Down to the last character, transcribe every record.

[Referring expression data]
-- Opening Marker --

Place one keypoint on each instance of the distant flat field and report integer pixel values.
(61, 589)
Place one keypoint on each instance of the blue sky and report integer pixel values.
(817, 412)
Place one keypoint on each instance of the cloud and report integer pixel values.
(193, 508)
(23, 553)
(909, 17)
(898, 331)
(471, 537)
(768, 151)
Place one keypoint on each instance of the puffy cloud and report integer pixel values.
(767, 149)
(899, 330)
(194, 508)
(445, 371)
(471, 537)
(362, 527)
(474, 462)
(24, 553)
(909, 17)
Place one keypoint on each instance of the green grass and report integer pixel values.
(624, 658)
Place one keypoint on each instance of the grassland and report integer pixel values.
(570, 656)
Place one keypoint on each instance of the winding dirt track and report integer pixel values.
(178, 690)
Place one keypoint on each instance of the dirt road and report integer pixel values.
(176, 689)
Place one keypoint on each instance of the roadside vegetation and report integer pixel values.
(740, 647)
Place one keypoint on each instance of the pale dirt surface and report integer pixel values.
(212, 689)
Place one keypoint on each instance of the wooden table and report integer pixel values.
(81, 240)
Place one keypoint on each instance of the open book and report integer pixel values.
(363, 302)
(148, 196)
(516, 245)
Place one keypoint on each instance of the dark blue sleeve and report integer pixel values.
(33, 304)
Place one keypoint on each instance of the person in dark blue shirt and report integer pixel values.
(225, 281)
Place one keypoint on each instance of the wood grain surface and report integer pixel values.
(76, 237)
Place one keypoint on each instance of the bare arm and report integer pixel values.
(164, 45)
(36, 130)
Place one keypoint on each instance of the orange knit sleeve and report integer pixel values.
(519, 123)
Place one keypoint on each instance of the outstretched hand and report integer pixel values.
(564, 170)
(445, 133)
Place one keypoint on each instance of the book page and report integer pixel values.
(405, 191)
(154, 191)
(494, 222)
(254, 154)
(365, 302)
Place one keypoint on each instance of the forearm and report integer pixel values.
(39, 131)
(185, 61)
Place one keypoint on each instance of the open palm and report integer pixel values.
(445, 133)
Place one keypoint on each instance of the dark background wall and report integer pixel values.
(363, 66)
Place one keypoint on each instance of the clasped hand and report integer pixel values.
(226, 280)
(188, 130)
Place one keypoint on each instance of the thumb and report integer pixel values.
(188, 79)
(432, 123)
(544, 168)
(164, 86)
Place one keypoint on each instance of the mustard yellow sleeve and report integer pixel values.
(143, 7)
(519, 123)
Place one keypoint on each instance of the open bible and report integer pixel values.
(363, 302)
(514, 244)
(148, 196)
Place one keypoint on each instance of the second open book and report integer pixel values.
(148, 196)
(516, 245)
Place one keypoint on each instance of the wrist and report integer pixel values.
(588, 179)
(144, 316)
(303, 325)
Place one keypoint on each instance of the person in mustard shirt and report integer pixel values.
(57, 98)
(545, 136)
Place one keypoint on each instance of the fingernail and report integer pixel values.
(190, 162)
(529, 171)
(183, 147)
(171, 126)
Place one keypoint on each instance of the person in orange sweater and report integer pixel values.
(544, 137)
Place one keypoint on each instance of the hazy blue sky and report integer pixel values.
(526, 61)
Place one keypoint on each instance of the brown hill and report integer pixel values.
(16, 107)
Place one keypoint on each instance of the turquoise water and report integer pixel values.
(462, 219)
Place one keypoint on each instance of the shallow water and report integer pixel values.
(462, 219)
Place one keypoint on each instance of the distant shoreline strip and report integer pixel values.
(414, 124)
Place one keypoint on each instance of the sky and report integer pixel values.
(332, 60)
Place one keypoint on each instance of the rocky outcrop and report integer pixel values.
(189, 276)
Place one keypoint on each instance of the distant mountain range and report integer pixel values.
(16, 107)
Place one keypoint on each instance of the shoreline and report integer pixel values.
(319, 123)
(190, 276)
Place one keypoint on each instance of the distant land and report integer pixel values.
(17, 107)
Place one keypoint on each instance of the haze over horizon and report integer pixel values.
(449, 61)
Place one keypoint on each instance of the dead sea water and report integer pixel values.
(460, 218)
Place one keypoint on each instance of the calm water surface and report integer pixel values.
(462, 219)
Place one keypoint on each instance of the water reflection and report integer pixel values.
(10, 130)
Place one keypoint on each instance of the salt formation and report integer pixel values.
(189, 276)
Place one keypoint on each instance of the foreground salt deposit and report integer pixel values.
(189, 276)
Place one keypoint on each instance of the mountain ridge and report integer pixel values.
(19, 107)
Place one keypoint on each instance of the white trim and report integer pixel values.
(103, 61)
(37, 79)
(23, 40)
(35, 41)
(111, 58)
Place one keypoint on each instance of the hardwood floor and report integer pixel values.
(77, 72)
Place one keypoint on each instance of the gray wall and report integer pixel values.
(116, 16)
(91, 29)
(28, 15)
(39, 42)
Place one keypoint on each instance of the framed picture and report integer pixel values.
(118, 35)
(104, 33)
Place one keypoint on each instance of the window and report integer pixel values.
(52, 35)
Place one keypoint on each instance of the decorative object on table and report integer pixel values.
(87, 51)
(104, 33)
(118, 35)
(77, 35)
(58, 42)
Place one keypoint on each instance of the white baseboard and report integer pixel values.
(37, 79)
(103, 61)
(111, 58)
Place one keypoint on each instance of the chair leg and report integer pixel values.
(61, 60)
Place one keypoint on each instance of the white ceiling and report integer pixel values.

-- Closing Marker --

OUTPUT OF THE EXERCISE:
Place one keypoint on each instance of the distant flat field and report integer pixel values.
(61, 589)
Place one keypoint on each instance of the blue sky and report integer pixel values.
(817, 412)
Place one keypoint on each instance of the cloud and report integer pixel values.
(193, 508)
(23, 553)
(909, 17)
(898, 331)
(471, 537)
(768, 151)
Place one keypoint on each instance of the puffy cloud and report integer pixel values.
(767, 149)
(899, 330)
(194, 508)
(445, 371)
(471, 537)
(362, 527)
(474, 462)
(24, 553)
(909, 17)
Place one keypoint on each instance of the green grass and report integer pixel values.
(624, 658)
Place one keypoint on each instance of the grassland and report integer pixel values.
(570, 656)
Place one keypoint on each instance of the winding dirt track and report integer pixel values.
(178, 690)
Place one keypoint on each instance of the dirt road and report integer pixel values.
(176, 689)
Place one keypoint on each instance of the roadside vegetation and report integer pixel values.
(740, 647)
Place one keypoint on each instance of the pale dirt surface and report integer pixel values.
(212, 689)
Place one keypoint on each instance of the wooden table and report integer pixel values.
(81, 240)
Place one keypoint on each instance of the open book and report integer pixel values.
(363, 302)
(148, 196)
(516, 245)
Place one keypoint on each instance of the dark blue sleeve and report integer pixel values.
(33, 304)
Place one keypoint on each instance of the person in dark blue shirt and report integer pixel values.
(225, 281)
Place one keypoint on each instance of the wood grain surface and report integer pixel values.
(76, 237)
Place one keypoint on each instance of the bare arm and report integer pixel values.
(164, 45)
(36, 130)
Place one keypoint on each instance of the orange knit sleeve and report integer pixel values.
(519, 123)
Place one keypoint on each instance of the outstretched hand and report integer pixel values.
(564, 170)
(445, 133)
Place one keypoint on each instance of the book page and report integer pixel values.
(405, 191)
(154, 191)
(494, 222)
(254, 154)
(365, 302)
Place one keypoint on each instance of the forearm and report integer pixel values.
(39, 131)
(185, 61)
Place one keypoint on each instance of the open palm and report integer pixel values.
(445, 133)
Place one keypoint on each instance of the dark background wall and report integer pixel values.
(363, 66)
Place one keypoint on each instance of the clasped hand and report integer pixel values.
(226, 280)
(188, 130)
Place one keypoint on each instance of the thumb and report integer pixel values.
(188, 79)
(432, 123)
(544, 168)
(164, 86)
Place one keypoint on each instance of the mustard yellow sleeve and report integer pixel values.
(143, 7)
(519, 123)
Place one keypoint on each instance of the open bible and report integer pixel values.
(363, 302)
(514, 244)
(148, 196)
Place one keypoint on each instance of the second open book and report integer pixel values.
(148, 196)
(516, 245)
Place one keypoint on each instance of the wrist and report integer pixel values.
(588, 179)
(144, 316)
(303, 325)
Place one keypoint on each instance of the person in mustard shirt and report integer pixel values.
(57, 98)
(545, 136)
Place one keypoint on each instance of the fingernail and report integer pixel values.
(190, 162)
(529, 171)
(183, 147)
(171, 126)
Place one keypoint on each instance of the person in orange sweater and report integer pixel values.
(544, 137)
Place one keypoint on each instance of the hazy blue sky and report integer pixel values.
(526, 61)
Place one keypoint on each instance of the brown hill and report integer pixel values.
(16, 107)
Place one keypoint on each instance of the turquoise water and report integer pixel values.
(462, 219)
Place one keypoint on each instance of the shallow water and report integer pixel values.
(462, 219)
Place one keypoint on each instance of the distant shoreline strip and report integer pixel values.
(414, 124)
Place one keypoint on each instance of the sky and report integer pixel values.
(332, 60)
Place one keypoint on each instance of the rocky outcrop and report integer pixel values.
(189, 276)
Place one keypoint on each instance of the distant mountain range and report integer pixel values.
(16, 107)
Place one keypoint on each instance of the shoreline and report integer pixel values.
(319, 123)
(190, 276)
Place one keypoint on each instance of the distant land and report integer pixel values.
(17, 107)
Place one keypoint on each instance of the haze over horizon and report integer pixel values.
(449, 61)
Place one keypoint on each instance of the dead sea water and report integer pixel values.
(460, 218)
Place one keypoint on each instance of the calm water surface and report integer pixel values.
(462, 219)
Place one keypoint on each instance of the water reflection and report integer pixel values.
(10, 130)
Place one keypoint on each instance of the salt formation and report integer pixel values.
(189, 276)
Place one keypoint on each instance of the foreground salt deposit and report integer pixel values.
(189, 276)
Place one keypoint on each instance of the mountain ridge and report integer pixel values.
(19, 107)
Place one keypoint on each instance of the white trim and report integer pixel values.
(103, 61)
(37, 79)
(23, 40)
(35, 41)
(111, 58)
Place one keypoint on each instance of the hardwood floor and report integer pixel values.
(77, 72)
Place one keypoint on each instance of the gray wall and report integer pixel values.
(116, 16)
(91, 29)
(28, 15)
(39, 42)
Place one keypoint on each instance of the framed picture and report integer pixel values.
(118, 35)
(104, 33)
Place one keypoint on each instance of the window and report integer pixel values.
(52, 35)
Place one keypoint on each instance of the decorative object on table and report integer pixel values.
(87, 51)
(104, 33)
(118, 35)
(77, 35)
(58, 42)
Place one keypoint on each instance of the white baseboard and report integer pixel values.
(37, 79)
(103, 61)
(111, 58)
Place one keypoint on each instance of the chair leg and report integer pixel values.
(61, 60)
Place one keypoint on each instance of the white ceiling and report integer pixel values.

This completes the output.